_AIM OF THE TASK_
Convert everything from the line containing "one marker per instance, written like [601,588]" down to the end of the material into a JSON list of strings, one string per line, skipping any blank lines.

::::

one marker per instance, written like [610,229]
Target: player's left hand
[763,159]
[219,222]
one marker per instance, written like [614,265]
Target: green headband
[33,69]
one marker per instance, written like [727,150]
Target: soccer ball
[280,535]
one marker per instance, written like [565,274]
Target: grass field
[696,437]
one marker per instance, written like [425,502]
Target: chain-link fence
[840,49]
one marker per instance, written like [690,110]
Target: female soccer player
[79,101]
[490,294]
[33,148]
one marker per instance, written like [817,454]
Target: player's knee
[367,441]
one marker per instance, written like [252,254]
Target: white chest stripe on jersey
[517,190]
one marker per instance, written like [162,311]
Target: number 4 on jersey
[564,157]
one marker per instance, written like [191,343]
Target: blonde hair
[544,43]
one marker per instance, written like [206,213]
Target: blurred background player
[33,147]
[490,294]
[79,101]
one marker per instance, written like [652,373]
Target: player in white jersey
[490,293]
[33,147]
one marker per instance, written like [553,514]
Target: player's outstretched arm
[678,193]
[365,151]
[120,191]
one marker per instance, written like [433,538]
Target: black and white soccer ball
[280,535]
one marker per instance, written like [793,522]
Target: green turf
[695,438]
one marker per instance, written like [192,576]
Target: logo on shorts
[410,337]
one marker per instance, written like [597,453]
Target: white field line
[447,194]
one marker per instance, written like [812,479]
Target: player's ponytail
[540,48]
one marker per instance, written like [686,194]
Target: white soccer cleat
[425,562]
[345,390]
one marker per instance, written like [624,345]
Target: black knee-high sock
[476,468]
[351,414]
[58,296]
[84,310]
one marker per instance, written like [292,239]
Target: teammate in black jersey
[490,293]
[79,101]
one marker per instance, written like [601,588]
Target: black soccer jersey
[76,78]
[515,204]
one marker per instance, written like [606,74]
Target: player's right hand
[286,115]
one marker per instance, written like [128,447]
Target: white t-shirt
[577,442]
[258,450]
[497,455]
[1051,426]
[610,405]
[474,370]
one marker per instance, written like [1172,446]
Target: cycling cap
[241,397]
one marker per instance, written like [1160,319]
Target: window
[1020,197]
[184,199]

::::

_FINISHED ANSWER_
[
  "one marker per instance, written like [601,588]",
  "Target: black soccer jersey",
  "[76,78]",
  "[515,204]",
  "one marker per instance, written like [606,74]",
  "Target: player's right hand",
  "[286,115]",
  "one marker per instance, written like [128,447]",
  "Target: white t-shirt",
  "[577,442]",
  "[258,450]",
  "[497,455]",
  "[1051,426]",
  "[610,405]",
  "[474,370]",
  "one marker per instance, written like [1172,446]",
  "Target: cycling cap",
  "[241,397]",
  "one marker per instance, written like [1160,319]",
  "Target: window",
  "[1020,197]",
  "[184,199]"
]